Cartoonist Sandra Bell-Lundy is interviewed about her Between Friends comic strip, her greeting card line, cartooning and other topics. Or as Michelle Tompkins for Celebrity Cafe puts it:
Sandra Bell-Lundy covers women, relationships, wine, chocolate, work, family, caffeine, friendships and more.
Sandra Bell-Lundy writes about things that interest her. Her stories are funny, relevant, and kind. They feature different, but amazing women and their families. She isn’t scared to take on tough subjects covered in compassionate, yet realistic ways suitable for a family-friendly comic including: divorce, uncertainty with work, fertility problems, dating issues, kids having fits while in public, women’s health and domestic violence. But at the center of everything is the three friends.
Michelle Tompkins: The adoption arch struck a chord with many people. How did you come up with that?
Sandra Bell-Lundy: When I began the strip, it featured three women…one single, one divorced and one married. No children. I gave birth to my first child at the same time my strip launched with King Features and I had my second a few years later.
Eventually, the influence of having kids became too hard to ignore and I decided to bring kids into the strip. The problem for me was that my husband and I had experienced three miscarriages and had been to a fertility clinic. It was a very sad and frustrating time and after all that we had experienced, I just couldn’t bring myself to have my Susan character simply wake up one day and happily discover she was pregnant. The idea seemed like a big fat fairy tale to me.
Michelle Tompkins: Now your domestic violence story is incredibly memorable. What kind of feedback did you receive on that?
Sandra Bell-Lundy: The response was overwhelming. I heard from abused women, parents, clergy, university professors, high school teachers, law enforcement and more. When the final weeks of the story appeared in the newspapers I was flooded by e-mail every morning. Some of the mail was tough to read and several times I sat at my computer and just cried.
Michelle Tompkins: How does geography factor into your work?
Sandra Bell-Lundy: My characters are Canadian but it doesn’t figure into the strip in a big way. Mostly, I get edited (or at least questioned) for Canadian-ized references that don’t make sense to my American editor. I draw milk in a bag.

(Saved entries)
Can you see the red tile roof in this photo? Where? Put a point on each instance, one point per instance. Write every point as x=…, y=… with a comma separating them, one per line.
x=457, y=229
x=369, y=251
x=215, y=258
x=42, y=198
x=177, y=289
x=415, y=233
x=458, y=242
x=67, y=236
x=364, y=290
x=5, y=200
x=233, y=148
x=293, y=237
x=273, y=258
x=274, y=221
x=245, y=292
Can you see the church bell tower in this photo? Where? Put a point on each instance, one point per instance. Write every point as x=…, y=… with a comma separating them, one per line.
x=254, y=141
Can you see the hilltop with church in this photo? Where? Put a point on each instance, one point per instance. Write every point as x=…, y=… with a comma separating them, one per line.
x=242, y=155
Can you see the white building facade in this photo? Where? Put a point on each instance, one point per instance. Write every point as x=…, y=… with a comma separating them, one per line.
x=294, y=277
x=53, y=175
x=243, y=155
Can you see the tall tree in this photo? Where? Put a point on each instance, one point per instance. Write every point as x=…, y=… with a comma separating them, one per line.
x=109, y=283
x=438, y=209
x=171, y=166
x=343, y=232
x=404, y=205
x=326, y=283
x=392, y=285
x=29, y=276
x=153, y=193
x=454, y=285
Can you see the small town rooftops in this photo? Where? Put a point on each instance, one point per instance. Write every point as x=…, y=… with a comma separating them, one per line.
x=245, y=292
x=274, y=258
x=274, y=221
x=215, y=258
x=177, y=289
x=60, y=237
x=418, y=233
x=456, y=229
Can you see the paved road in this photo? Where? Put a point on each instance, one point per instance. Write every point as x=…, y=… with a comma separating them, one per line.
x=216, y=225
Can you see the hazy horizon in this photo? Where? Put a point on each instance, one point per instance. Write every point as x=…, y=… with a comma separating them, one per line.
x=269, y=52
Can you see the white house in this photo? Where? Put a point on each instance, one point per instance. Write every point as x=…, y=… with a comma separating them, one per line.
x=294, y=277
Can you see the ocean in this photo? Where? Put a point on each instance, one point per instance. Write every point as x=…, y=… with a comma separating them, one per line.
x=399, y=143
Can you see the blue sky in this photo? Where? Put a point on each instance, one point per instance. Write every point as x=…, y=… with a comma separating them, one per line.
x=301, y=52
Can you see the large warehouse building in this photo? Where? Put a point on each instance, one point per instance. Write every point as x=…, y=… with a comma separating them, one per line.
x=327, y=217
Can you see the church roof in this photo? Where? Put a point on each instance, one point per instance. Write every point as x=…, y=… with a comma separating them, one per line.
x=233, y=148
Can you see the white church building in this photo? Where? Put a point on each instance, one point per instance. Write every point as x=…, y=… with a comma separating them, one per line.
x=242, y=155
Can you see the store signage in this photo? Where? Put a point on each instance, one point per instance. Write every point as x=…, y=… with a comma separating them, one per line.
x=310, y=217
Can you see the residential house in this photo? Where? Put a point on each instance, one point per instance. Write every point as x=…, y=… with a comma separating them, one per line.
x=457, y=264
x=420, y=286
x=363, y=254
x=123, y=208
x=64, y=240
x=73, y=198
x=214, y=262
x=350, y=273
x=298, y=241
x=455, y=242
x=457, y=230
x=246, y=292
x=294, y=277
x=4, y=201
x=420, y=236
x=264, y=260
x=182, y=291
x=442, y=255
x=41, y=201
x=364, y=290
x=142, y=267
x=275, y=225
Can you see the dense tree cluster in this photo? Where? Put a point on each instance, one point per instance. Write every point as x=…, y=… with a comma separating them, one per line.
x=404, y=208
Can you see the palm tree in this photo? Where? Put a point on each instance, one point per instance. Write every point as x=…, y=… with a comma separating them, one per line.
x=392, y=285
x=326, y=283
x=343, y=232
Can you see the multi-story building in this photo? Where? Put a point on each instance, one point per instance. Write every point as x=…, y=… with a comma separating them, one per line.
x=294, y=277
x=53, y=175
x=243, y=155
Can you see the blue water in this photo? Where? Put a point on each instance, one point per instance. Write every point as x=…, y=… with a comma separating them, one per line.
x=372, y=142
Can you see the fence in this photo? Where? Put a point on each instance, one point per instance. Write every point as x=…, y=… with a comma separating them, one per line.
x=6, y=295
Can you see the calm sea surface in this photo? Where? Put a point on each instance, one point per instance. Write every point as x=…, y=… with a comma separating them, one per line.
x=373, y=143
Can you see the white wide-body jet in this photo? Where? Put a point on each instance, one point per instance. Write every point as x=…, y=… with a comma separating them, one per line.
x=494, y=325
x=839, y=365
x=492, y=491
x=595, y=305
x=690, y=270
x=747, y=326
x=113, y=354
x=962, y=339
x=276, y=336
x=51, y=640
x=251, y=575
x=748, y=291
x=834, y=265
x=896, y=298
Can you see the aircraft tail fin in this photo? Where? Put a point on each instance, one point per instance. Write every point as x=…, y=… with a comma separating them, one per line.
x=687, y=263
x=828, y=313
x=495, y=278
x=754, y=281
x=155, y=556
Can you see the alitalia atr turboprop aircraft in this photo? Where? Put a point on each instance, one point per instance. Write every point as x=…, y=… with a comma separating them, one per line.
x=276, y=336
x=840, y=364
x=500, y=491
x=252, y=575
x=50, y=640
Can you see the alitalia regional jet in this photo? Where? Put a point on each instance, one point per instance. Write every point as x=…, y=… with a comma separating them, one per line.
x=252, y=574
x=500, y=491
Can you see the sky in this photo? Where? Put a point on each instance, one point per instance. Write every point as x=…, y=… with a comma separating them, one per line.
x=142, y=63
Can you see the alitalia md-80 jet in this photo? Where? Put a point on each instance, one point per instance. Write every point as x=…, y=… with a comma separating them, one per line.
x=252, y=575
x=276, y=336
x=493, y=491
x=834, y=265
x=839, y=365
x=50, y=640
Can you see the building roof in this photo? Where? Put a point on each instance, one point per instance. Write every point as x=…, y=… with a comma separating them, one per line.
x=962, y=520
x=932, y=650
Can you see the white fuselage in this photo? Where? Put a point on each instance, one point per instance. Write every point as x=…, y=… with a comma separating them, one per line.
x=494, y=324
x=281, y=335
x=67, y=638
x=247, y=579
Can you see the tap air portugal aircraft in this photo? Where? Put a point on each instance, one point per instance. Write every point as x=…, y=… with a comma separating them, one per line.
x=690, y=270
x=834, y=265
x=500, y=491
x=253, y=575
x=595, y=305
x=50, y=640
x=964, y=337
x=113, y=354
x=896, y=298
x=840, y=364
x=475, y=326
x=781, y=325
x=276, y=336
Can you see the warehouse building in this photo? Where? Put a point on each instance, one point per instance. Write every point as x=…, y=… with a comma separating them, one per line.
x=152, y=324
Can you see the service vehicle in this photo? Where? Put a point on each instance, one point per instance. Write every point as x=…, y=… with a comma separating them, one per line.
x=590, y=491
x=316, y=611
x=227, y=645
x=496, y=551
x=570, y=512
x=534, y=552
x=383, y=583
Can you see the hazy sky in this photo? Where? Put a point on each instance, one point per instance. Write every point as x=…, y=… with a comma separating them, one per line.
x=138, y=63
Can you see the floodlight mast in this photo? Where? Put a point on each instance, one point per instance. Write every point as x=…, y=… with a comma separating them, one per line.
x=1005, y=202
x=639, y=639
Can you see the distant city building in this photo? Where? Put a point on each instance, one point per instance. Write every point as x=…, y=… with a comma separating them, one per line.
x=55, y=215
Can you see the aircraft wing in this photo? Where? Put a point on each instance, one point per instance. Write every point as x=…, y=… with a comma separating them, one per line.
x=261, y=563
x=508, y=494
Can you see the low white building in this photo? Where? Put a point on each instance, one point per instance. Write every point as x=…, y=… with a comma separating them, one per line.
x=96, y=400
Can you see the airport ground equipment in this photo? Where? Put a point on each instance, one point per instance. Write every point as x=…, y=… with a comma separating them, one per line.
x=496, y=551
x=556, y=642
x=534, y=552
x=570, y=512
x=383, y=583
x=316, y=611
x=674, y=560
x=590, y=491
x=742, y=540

▶ _THINGS TO DO_:
1. According to the interview with Sandra Bell-Lundy, which three women did her strip feature when it began?
2. Quote the stretch from "Sandra Bell-Lundy: When" through "receive on that?" in the interview with Sandra Bell-Lundy.

▶ _RESULTS IN ORDER_:
1. One single, one divorced and one married.

2.
Sandra Bell-Lundy: When I began the strip, it featured three women…one single, one divorced and one married. No children. I gave birth to my first child at the same time my strip launched with King Features and I had my second a few years later.
Eventually, the influence of having kids became too hard to ignore and I decided to bring kids into the strip. The problem for me was that my husband and I had experienced three miscarriages and had been to a fertility clinic. It was a very sad and frustrating time and after all that we had experienced, I just couldn’t bring myself to have my Susan character simply wake up one day and happily discover she was pregnant. The idea seemed like a big fat fairy tale to me.
Michelle Tompkins: Now your domestic violence story is incredibly memorable. What kind of feedback did you receive on that?